● **What the task asks**:
Copy out each line containing "trace" from the entries below.

● **Extracted information**:
_____

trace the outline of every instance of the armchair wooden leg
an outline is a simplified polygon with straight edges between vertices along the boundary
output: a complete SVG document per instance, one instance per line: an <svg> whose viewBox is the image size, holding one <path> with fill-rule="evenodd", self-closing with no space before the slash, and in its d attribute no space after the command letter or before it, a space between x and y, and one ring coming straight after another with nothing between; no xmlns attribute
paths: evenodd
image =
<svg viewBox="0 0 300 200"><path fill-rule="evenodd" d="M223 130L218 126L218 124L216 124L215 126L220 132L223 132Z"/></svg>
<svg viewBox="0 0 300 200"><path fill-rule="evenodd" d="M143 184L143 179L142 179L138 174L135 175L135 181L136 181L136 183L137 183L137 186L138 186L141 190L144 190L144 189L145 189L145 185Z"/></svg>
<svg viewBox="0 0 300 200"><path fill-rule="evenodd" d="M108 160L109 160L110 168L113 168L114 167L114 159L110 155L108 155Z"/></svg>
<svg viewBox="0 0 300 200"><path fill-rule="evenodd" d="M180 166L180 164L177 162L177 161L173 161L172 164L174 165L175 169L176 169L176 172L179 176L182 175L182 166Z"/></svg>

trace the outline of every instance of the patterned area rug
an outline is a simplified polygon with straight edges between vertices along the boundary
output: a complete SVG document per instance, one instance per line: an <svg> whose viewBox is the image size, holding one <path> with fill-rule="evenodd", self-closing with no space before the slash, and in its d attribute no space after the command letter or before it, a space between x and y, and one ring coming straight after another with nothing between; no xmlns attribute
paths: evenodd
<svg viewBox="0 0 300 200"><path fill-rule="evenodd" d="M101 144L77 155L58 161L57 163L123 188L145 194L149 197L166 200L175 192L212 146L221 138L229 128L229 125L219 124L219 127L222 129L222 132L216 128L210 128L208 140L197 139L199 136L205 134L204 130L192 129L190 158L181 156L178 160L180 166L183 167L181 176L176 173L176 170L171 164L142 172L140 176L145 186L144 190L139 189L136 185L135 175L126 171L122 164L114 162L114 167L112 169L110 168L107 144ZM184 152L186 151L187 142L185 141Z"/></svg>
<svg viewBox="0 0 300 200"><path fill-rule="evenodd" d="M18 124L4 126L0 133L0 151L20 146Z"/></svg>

_____

● **Answer to this problem**:
trace the outline of every instance of the armchair wooden leg
trace the outline of every instance of the patterned area rug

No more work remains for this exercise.